(Extracted records)
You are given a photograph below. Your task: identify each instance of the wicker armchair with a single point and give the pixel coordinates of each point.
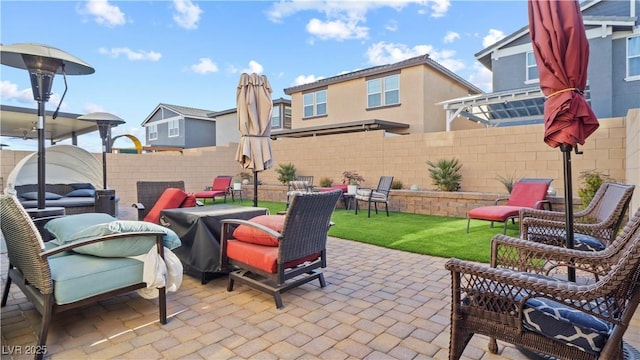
(150, 191)
(56, 279)
(517, 301)
(595, 227)
(379, 195)
(285, 252)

TASK DESCRIPTION: Repeat exactly, please: transcribe each entry and leave out the pictures.

THE COMPLETED TASK:
You are given a photograph below. Your task: identify each instance of the wicker armchair with a single point and give the pixel coordinates of each point.
(150, 191)
(56, 279)
(517, 301)
(595, 227)
(379, 195)
(285, 252)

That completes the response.